◆ **EXERCISE**
Each and every line below goes into your answer unchanged, but leave out the images.

[Collected data]

------------------------------------------------------------------------

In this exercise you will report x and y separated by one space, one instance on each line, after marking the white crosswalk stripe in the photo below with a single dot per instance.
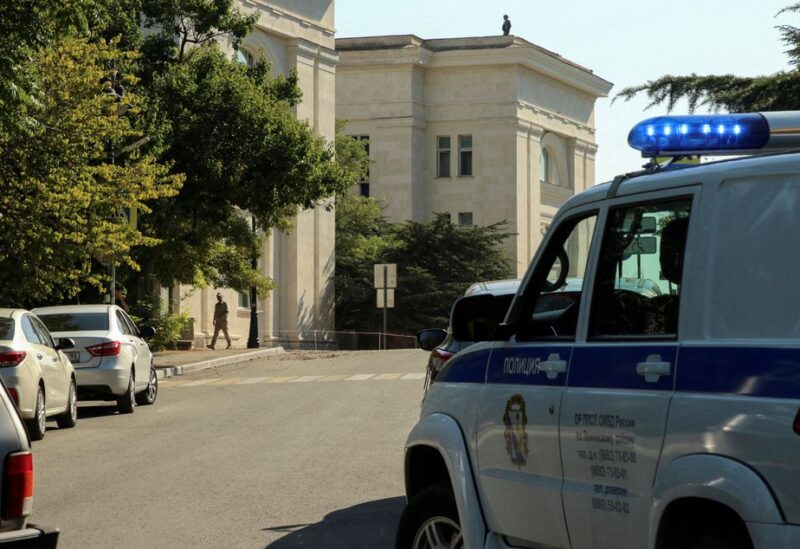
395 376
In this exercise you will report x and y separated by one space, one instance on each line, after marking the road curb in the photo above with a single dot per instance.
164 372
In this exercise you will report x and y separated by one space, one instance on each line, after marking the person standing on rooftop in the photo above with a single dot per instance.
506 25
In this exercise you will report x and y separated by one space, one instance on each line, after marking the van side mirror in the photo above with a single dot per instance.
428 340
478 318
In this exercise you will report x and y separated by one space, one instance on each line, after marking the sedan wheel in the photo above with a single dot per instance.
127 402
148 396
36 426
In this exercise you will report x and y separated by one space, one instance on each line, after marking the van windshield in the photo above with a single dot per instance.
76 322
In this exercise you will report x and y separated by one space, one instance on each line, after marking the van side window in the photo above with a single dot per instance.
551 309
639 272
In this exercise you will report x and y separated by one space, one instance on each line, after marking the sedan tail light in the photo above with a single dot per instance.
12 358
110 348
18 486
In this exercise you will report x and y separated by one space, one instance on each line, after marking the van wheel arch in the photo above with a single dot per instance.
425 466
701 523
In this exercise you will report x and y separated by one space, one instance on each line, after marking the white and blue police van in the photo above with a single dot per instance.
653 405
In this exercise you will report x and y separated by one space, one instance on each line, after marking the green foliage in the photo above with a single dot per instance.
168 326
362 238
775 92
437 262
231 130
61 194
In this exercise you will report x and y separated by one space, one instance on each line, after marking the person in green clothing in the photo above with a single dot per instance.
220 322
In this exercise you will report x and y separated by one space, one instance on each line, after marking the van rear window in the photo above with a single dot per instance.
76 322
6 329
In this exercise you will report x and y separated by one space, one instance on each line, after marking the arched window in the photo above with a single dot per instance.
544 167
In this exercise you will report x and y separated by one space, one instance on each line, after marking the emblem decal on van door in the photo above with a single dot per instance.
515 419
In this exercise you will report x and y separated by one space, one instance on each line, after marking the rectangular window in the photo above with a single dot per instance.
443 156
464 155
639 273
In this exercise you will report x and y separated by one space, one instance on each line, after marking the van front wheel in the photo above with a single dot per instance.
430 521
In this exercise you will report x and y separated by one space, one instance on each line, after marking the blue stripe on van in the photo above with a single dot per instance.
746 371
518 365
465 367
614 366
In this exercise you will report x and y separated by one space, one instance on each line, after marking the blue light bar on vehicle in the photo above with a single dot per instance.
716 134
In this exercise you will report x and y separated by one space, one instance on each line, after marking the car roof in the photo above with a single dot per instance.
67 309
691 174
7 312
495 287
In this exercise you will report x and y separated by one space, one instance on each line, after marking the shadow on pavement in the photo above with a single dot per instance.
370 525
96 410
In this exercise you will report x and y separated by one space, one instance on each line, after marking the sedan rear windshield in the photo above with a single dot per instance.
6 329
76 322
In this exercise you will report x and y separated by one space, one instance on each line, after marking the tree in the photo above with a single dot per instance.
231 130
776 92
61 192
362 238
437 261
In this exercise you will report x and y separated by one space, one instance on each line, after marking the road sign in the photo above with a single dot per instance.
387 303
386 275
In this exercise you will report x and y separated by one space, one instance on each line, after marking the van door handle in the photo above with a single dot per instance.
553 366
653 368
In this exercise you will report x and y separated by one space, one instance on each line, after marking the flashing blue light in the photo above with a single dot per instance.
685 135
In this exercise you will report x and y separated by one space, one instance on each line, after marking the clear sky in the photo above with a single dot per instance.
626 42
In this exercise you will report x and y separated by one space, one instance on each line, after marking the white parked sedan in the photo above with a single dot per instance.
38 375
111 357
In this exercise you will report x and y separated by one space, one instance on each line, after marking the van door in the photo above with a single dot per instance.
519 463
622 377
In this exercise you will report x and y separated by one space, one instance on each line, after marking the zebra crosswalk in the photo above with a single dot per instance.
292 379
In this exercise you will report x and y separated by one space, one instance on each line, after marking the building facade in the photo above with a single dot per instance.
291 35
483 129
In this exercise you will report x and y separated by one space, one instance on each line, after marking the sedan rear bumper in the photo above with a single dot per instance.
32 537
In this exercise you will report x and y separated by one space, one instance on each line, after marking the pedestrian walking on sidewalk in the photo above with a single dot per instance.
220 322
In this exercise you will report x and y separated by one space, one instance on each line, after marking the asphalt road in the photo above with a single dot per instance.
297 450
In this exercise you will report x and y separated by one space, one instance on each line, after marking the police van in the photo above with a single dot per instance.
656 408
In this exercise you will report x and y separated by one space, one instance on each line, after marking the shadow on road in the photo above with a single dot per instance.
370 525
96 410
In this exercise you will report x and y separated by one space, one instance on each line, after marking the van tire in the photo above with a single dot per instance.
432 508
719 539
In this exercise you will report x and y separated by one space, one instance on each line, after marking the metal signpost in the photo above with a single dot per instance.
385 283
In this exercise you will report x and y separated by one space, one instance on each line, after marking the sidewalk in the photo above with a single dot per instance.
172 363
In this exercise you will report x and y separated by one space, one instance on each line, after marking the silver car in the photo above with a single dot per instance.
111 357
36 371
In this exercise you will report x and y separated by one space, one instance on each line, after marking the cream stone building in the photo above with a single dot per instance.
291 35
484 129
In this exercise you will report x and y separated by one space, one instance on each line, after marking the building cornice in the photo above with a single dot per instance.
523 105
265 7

------------------------------------------------------------------------

◆ **REPLY**
In this exercise you will report x and y separated by one space, one instance on each line, after marking the white crosswalk stripe in the photo below with a single dot per instance.
395 376
In this exercise you will report x and y separated by one space, one instance on each line, after marking the road curb in the photo above with a single dot per instance.
164 372
In this exercise you will report x and y separated by one space, one instance on each line, after marking the person standing on rooftop in the photo above with a single dot per instance.
506 25
In this exercise you will report x and y separated by one space, one instance on each line, after marking the van side mirror in the photo above with a single dot per instance.
428 340
478 318
In this exercise you will report x and y separated by one space, one instance on each line, after marking the sedan wheel in the photo above with a single dot per instance.
127 402
148 396
36 426
In this exercise you will report x and y separated by one space, one instance on each line, after marking the van windshield in the photo above with a single dot per instance.
76 322
In this exercise you will report x and y separated by one space, one instance on each line, after marking the van side window in the photo above with a single dot per instance.
551 309
639 272
In this exercise you will report x and y separated by one space, one instance on each line, after marking the sedan tail light in the photo above with a single dot per instance.
12 358
110 348
18 486
In this exercise you will report x and y separated by one space, one instance on each line, after marking the van wheel arch in the photo above with a single dot per instance.
425 466
701 523
In this exercise you will report x and y separated by one space, one instance on each line, after marking the white and blue police van in the photo above with a single dot per instance.
653 405
In this exercise you will report x and y separated by one space, one instance on each line, after marking the green foliage in the photo above with a single dot per instance.
168 326
362 238
775 92
437 262
231 130
61 194
In this exercise you will report x and y separated by one space, one instance on each line, after marking the person in green clothing in the photo above with a single dot per instance.
220 322
In this exercise you will report x and y separated by one space, one instance on each line, after marking the van rear window in the photo above with a single dot per instance.
76 322
6 329
In this exercise you will report x and y separated by one space, one instance on each line, after marking the arched window in the photo above with a single dot per instance.
544 167
In this exercise you will report x and y separated by one space, one instance on each line, after marking the emblem decal on van door in the photo above with a single dot per instance.
515 419
In this exercise you will report x and y separated by one space, one instance on each line, after marking the rectangular window in the photo above with a single dot per instance.
443 156
464 155
639 273
In this exercise you will report x and y separated by one space, one instance on each line, after marking the van front wheel in the photo above with a single dot per instance.
430 521
In this exercise you will report x and y separated by one space, one instance on each line, after marking the blue stripe on van in the photo above with a single dot per instance.
746 371
518 365
465 367
614 366
In this exercise you will report x and y separated by one space, one instance on each line, after marking the blue light bar on vehicle in the photo above with a single dot per instance.
716 134
In this exercise you will report x and y separated by one space, one instance on each line, after marking the car roof in the photo above with a single dot per instance.
67 309
691 174
7 312
495 287
In this exercise you will report x and y separated by one space, one instance on each line, after marking the shadow on pavement in the photo above with a single dot per instance.
370 525
96 410
In this exercise you will report x and y separated by one space, one instance on each line, after marking the sedan rear windshield in the photo above with a single dot per instance.
6 329
76 322
In this exercise you will report x and y separated by one space, one instance on each line, after marking the tree in the photo above with a single dot per instance.
231 130
776 92
61 192
362 238
437 261
In this exercise you will report x and y separated by one space, one instance on each line, after marking the road sign in the photo above with a single dot per instance.
387 303
386 275
In this exercise you will report x and y separated by one space, one instance on each line, after marking the van door handle in the photo above with a single dot per instance.
553 366
653 368
In this exercise you will report x and y separated by one space, one instance on each line, after marking the flashing blue light in the photo above with a single dot per instance.
685 135
In this exercise you will report x and y separated by one space, one instance on each line, after marking the clear sky in the photo above with a single dot per instance.
626 42
In this exercise you will report x and y separated by one space, one instance on each line, after marking the white parked sedan in the photo above with a single dot per instance.
38 375
111 357
In this exercise you will report x and y separated by one space, one instance on each line, after marking the van door in the photo above with a single dot per instance.
519 463
622 377
In this exercise you will report x and y separated by one space, one instance on each line, after marking the zebra crosswalk in the photo above with a single dot per instance.
292 379
In this exercise you will report x and y separated by one space, one instance on each line, after marking the building facade in the photo above with a single dot per instance.
291 35
483 129
In this exercise you will report x and y separated by one space, one instance on each line, after marking the sedan rear bumper in the photo above with a single dot per instance.
32 537
In this exercise you will report x and y separated by one space, one instance on each line, after marking the pedestrian walking on sidewalk in the photo above with a single dot per instance.
220 322
In this exercise you will report x and y separated by one space, one instance on each line, after marking the asphalt road in the photo above with a single dot per instance.
297 450
In this exercise you will report x and y separated by one space, one instance on each line, after marking the police van in the photo above with a single dot per instance.
656 408
In this exercise you will report x and y separated by one space, one instance on each line, after marking the shadow on road in the photo above with a single dot per instance.
370 525
96 410
In this exercise you will report x and y separated by one space, one instance on each line, after marking the van tire in the photo above with a single dot per instance.
432 508
719 539
In this exercise you will report x and y separated by one space, one instance on each line, after marking the metal signpost in the photo above with a single dot per instance.
385 283
In this exercise you will report x and y separated by one space, one instance on each line, after marking the sidewalk in the photo above with a single dot per instance.
172 363
In this exercise you will report x and y separated by one space, one instance on each line, after marking the silver car in the photo above with a single dot per instance.
111 357
36 371
In this exercise you will report x and y separated by one space, one instance on each line, after marking the cream stone building in the photo above with a single dot per instance.
291 35
484 129
In this exercise you will report x and y separated by one space, one instance on each line, after marking the building cornice in the photo above with a single dot per instance.
523 105
265 7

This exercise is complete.